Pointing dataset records
····················
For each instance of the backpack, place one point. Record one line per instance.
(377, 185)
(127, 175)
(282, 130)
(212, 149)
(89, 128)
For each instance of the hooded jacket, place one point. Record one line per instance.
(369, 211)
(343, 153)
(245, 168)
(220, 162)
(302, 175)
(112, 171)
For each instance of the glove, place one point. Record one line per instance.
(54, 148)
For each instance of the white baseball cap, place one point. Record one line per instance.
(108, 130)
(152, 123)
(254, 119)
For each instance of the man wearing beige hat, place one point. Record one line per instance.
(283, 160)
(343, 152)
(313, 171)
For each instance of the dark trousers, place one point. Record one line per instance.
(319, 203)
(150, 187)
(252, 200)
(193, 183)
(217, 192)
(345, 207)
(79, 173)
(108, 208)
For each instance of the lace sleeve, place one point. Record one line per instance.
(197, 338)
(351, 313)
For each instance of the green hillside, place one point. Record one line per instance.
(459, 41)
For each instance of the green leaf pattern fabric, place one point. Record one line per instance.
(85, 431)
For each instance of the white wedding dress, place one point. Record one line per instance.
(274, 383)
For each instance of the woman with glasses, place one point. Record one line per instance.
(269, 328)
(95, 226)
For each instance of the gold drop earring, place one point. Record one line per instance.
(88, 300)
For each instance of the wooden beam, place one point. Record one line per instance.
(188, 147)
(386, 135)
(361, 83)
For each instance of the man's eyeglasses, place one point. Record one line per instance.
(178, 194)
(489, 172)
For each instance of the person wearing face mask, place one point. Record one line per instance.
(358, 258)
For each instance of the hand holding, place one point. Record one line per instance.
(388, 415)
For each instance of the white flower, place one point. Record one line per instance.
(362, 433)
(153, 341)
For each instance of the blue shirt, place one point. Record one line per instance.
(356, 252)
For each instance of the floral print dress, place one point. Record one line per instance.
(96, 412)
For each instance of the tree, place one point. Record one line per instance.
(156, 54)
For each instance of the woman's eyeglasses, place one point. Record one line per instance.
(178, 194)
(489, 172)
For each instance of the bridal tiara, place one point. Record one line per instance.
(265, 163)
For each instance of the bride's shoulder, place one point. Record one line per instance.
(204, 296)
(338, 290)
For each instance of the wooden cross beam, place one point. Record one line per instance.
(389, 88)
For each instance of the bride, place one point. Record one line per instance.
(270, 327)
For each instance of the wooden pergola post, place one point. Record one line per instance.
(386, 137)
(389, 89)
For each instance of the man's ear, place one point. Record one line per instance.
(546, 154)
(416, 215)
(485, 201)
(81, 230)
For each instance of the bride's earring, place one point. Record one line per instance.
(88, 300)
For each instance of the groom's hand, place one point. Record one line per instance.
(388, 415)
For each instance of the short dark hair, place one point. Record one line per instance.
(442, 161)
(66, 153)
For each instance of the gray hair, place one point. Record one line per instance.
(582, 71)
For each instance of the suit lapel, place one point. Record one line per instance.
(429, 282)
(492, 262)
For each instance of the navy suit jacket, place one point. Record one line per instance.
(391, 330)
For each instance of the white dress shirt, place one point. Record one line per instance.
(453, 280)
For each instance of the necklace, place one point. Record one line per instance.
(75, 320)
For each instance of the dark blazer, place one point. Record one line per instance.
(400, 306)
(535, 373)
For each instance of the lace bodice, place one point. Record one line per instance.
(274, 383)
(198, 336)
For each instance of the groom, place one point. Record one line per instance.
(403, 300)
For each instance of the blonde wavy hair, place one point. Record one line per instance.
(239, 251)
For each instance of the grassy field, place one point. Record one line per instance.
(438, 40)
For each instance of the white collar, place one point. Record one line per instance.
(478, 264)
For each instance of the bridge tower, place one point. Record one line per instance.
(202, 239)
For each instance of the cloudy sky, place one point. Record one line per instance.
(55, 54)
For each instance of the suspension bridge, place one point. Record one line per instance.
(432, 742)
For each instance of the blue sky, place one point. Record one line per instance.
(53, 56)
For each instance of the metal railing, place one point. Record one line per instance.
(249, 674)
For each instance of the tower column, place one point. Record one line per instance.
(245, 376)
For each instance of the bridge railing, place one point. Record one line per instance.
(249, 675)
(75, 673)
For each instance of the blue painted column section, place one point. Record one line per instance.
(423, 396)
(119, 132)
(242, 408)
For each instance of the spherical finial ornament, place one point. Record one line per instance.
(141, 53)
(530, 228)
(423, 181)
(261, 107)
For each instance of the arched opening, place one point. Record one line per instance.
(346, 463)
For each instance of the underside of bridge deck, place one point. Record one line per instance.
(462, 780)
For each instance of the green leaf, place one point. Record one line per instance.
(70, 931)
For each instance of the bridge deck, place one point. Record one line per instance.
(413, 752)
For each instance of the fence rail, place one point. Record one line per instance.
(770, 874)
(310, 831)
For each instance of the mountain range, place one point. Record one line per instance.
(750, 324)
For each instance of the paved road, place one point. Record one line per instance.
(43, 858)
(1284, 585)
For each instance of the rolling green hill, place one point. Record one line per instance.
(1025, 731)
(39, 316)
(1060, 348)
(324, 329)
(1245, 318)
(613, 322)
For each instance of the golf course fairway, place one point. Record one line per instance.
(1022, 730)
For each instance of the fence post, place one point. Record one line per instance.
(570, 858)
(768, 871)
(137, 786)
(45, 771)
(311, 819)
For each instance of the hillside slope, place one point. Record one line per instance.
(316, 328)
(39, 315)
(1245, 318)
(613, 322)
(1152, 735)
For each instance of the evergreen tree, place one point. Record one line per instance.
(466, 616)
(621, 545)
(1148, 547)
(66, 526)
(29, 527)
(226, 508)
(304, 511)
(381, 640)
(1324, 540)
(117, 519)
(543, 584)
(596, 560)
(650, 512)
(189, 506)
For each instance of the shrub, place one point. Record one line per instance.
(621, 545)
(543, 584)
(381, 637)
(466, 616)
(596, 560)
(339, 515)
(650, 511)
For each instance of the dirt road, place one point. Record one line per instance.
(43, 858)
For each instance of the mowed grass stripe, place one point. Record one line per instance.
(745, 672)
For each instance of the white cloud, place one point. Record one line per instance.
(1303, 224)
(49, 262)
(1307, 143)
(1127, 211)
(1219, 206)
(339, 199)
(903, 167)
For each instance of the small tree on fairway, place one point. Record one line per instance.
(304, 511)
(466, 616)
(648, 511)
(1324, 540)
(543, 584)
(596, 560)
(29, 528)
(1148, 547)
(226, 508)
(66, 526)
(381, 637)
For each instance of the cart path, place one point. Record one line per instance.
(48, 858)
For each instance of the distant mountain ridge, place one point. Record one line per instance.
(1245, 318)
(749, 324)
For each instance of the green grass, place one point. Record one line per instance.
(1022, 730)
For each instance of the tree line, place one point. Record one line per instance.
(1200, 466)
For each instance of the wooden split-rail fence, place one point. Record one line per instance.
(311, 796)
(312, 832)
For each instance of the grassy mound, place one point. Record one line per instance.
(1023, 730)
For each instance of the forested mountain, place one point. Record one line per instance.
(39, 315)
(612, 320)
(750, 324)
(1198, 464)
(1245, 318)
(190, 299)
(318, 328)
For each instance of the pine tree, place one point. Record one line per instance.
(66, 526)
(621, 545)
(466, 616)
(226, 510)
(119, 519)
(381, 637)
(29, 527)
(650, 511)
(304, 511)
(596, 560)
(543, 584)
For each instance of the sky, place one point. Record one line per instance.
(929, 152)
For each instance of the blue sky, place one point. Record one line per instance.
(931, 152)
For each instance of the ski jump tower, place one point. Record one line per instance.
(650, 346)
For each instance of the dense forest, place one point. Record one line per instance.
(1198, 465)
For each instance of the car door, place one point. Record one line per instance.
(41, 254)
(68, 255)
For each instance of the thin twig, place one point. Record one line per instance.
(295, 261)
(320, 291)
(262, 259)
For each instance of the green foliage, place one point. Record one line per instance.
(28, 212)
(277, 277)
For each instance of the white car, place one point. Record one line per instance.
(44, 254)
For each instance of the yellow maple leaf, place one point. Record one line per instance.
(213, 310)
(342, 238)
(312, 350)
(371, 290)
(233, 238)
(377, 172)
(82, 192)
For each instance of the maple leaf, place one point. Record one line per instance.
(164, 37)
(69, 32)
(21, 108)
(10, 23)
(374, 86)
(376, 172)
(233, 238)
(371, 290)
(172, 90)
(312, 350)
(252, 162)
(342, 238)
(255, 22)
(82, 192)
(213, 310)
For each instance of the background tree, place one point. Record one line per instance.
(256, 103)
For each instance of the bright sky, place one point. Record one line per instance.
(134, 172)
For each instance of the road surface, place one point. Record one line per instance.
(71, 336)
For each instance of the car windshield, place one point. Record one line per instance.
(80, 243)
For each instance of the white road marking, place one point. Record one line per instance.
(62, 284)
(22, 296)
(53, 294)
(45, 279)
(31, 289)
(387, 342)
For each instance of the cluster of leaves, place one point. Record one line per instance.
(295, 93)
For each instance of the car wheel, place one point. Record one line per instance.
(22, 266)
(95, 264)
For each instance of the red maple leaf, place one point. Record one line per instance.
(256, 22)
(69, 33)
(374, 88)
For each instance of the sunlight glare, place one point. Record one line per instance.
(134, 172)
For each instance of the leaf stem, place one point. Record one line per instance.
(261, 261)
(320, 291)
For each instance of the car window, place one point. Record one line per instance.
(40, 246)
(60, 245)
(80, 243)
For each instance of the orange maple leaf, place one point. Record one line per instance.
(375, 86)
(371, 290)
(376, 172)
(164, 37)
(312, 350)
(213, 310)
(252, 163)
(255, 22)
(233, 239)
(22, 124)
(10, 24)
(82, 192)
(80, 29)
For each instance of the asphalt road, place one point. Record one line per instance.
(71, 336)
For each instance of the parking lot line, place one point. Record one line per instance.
····················
Stated exercise: Restate the final lines of the listing above word for word, beginning at the line that contains "For each instance of the bright".

Task answer:
For each instance of the bright sky, place one point. Record one line per instance.
(134, 172)
For each instance of the road surface, place one point. Record one line per instance.
(71, 336)
For each instance of the car windshield, place one point. Record one line per instance.
(80, 243)
For each instance of the white road marking, place one point. Record one line per instance.
(62, 284)
(22, 296)
(53, 294)
(45, 279)
(31, 289)
(387, 342)
For each instance of the cluster of leaves, place one point. Record one line per instance.
(295, 93)
For each instance of the car wheel, place one point. Record one line per instance.
(22, 266)
(95, 264)
For each instance of the red maple leaf, place one point. Record one line per instance.
(256, 22)
(69, 33)
(374, 88)
For each instance of the sunlight glare, place one point. Record one line per instance.
(134, 172)
For each instance of the leaf stem, place one point. Record one line per instance.
(261, 261)
(320, 291)
For each instance of the car window, place one point. Record one line per instance.
(40, 246)
(60, 245)
(80, 243)
For each instance of the orange maple leaf, place one point. Record one line per instance.
(375, 86)
(371, 290)
(376, 172)
(164, 37)
(312, 350)
(213, 310)
(252, 163)
(255, 22)
(233, 239)
(22, 124)
(10, 24)
(82, 192)
(80, 29)
For each instance of the asphalt road, place one point. Record one line per instance.
(71, 336)
For each instance of the parking lot line, place one point. Record one line per instance.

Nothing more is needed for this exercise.